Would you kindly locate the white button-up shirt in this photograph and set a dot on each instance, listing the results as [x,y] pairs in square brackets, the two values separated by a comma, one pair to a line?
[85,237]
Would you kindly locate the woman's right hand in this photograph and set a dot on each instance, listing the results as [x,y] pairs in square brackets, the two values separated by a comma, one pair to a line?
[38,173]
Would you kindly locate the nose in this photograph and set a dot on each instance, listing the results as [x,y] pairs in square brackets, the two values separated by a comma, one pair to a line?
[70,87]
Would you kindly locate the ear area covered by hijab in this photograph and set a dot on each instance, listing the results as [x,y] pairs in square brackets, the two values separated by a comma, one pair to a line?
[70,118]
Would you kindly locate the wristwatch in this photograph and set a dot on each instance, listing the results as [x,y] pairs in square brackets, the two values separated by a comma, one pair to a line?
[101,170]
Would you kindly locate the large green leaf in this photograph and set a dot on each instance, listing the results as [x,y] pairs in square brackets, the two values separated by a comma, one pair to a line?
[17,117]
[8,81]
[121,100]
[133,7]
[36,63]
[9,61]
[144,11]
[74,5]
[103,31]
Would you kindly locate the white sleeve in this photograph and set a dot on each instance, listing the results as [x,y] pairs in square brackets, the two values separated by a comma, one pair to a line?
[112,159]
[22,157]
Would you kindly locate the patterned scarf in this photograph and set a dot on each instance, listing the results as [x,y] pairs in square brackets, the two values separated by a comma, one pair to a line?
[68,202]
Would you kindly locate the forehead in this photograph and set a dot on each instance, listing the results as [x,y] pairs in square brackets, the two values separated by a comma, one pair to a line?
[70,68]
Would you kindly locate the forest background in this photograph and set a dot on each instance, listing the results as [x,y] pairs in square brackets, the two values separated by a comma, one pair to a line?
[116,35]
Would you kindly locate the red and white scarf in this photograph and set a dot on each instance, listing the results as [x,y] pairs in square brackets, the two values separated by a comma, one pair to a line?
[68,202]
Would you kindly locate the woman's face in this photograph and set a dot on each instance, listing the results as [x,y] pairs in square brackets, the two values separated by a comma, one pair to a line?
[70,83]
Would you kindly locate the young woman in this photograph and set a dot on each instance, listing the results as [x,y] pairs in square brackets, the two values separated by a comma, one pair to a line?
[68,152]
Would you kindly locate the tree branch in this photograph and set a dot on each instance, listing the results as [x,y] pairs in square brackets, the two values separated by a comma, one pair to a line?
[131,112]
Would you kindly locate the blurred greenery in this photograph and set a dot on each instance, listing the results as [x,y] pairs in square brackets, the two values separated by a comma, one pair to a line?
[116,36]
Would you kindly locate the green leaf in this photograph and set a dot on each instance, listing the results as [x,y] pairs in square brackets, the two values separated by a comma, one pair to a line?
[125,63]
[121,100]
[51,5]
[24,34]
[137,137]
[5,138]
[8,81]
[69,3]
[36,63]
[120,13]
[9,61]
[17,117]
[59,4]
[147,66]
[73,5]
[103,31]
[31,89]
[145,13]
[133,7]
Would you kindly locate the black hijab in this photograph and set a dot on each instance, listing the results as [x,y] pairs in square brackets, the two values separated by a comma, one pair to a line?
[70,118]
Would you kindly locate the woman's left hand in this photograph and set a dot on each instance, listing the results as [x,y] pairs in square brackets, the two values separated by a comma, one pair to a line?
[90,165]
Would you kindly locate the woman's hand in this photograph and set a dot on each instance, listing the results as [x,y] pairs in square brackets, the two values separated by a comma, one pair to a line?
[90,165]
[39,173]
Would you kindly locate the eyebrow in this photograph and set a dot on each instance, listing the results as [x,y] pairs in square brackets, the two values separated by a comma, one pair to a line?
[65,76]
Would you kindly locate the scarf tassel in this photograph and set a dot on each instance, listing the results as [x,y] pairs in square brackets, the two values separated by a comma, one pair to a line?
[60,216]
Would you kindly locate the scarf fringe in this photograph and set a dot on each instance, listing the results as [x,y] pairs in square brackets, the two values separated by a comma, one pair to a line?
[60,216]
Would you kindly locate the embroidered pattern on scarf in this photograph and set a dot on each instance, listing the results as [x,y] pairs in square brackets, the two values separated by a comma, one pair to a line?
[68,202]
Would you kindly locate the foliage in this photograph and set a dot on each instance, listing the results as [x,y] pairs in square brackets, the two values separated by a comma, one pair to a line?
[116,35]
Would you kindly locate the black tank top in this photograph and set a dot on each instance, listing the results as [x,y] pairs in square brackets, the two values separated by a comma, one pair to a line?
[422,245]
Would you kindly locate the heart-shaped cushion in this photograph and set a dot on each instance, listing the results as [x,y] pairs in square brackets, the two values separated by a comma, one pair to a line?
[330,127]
━━━━━━
◆ Directions for this task: Everything from the line that contains "Would you kindly locate the scarf tassel" through the end of the records must be duplicated exactly, and nothing outside that range.

◆ Exercise result:
Would you kindly locate the scarf tassel in this photograph and set a dot on each instance, listing the results as [x,y] pairs in square brackets, the two values separated by a comma, one pair to a line?
[60,216]
Would you kindly locate the scarf fringe in this photograph and set a dot on each instance, listing the results as [x,y] pairs in square brackets, the two values separated by a comma, one pair to a line?
[60,216]
Would you kindly locate the embroidered pattern on scarf in this photograph and set a dot on each instance, listing the results as [x,y] pairs in square brackets, the two values separated by a comma, one pair to a line?
[68,202]
Would you kindly locate the foliage in this photograph and set a dot on each instance, listing the results as [x,y] pairs in square brackets, the two values separated by a comma, one pair to a line?
[116,35]
Would you kindly locate the black tank top in this photograph and set a dot on each instance, listing the results as [x,y] pairs in square brackets, the two values separated by a comma, one pair to a line?
[422,245]
Would you kindly locate the heart-shaped cushion in this photograph and set a dot on each instance, listing the results as [x,y] pairs in square brackets, the two values separated by a comma, one pair to a line?
[330,127]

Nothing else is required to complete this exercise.